What is needed:
Render every line of the records below as one string in a single JSON list, leaving out blank lines.

Data to process:
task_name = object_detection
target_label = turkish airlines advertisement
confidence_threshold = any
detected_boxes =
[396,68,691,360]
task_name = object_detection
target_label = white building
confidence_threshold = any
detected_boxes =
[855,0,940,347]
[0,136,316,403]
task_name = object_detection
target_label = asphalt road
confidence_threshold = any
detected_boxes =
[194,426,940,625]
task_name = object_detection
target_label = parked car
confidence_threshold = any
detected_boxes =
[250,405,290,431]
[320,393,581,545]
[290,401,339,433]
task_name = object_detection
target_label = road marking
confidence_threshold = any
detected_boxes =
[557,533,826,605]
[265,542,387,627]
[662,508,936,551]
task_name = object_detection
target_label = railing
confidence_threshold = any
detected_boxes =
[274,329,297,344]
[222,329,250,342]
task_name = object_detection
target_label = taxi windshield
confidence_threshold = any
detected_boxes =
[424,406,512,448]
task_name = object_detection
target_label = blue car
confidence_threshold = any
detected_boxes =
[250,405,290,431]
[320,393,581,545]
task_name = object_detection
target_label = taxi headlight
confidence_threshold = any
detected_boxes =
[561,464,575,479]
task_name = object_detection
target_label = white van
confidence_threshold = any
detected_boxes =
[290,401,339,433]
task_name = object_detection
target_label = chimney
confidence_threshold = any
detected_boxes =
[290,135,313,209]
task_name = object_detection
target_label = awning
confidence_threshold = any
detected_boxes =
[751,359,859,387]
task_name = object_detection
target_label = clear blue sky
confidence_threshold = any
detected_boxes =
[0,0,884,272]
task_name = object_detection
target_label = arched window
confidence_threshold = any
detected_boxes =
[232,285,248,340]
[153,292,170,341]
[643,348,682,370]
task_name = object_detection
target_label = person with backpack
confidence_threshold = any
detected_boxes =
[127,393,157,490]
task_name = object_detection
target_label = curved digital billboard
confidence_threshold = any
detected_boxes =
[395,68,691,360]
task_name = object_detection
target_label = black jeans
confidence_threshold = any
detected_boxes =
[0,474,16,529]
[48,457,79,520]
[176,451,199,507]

Response for this exercise:
[
  "task_name = object_detection",
  "target_label = turkish airlines advertisement",
  "confidence_threshold = any",
  "detected_boxes =",
  "[396,68,691,360]",
  "task_name = object_detection",
  "target_label = white building",
  "confidence_threshold = any",
  "detected_boxes =",
  "[855,0,940,347]",
  "[0,136,316,403]",
  "task_name = object_detection",
  "target_label = asphalt road",
  "confidence_threshold = any",
  "detected_boxes =",
  "[194,426,940,625]",
  "task_name = object_detection",
  "target_label = parked car",
  "confidence_threshold = any",
  "detected_boxes =",
  "[250,405,290,431]",
  "[320,393,581,545]",
  "[290,401,339,433]",
  "task_name = object_detection",
  "target_label = road marking",
  "confidence_threshold = any",
  "detected_boxes =",
  "[557,533,826,605]",
  "[265,542,387,627]",
  "[662,508,936,551]",
  "task_name = object_detection",
  "target_label = railing",
  "confidence_threshold = any",
  "detected_boxes =",
  "[274,329,297,344]",
  "[222,329,250,342]",
  "task_name = object_detection",
  "target_label = taxi windshield",
  "confidence_threshold = any",
  "detected_boxes =",
  "[424,406,512,448]",
  "task_name = object_detection",
  "target_label = blue car",
  "confidence_threshold = any",
  "detected_boxes =",
  "[250,405,290,431]",
  "[320,393,581,545]",
  "task_name = object_detection",
  "target_label = taxi headlight",
  "confidence_threshold = any",
  "detected_boxes =",
  "[561,464,575,479]",
  "task_name = object_detection",
  "target_label = white van",
  "confidence_threshold = any",
  "detected_boxes =",
  "[290,401,339,433]",
  "task_name = object_detection",
  "target_label = chimney",
  "confidence_threshold = any",
  "detected_boxes =",
  "[290,135,313,209]",
  "task_name = object_detection",
  "target_label = awning",
  "confidence_threshold = any",
  "detected_boxes =",
  "[751,359,859,387]",
  "task_name = object_detection",
  "target_label = clear blue sky",
  "confidence_threshold = any",
  "detected_boxes =",
  "[0,0,884,272]",
  "task_name = object_detection",
  "target_label = arched window",
  "confidence_threshold = any",
  "detected_boxes =",
  "[232,285,248,340]",
  "[153,292,170,341]",
  "[643,348,682,370]",
  "task_name = object_detection",
  "target_label = person with backpack",
  "confidence_threshold = any",
  "detected_boxes =",
  "[127,393,157,490]",
  "task_name = object_detection",
  "target_label = curved digital billboard",
  "confidence_threshold = any",
  "detected_boxes =",
  "[395,68,691,360]",
  "task_name = object_detection",
  "target_label = black jeans",
  "confidence_threshold = any",
  "detected_boxes =",
  "[0,474,16,529]",
  "[48,457,79,520]",
  "[176,451,199,507]"
]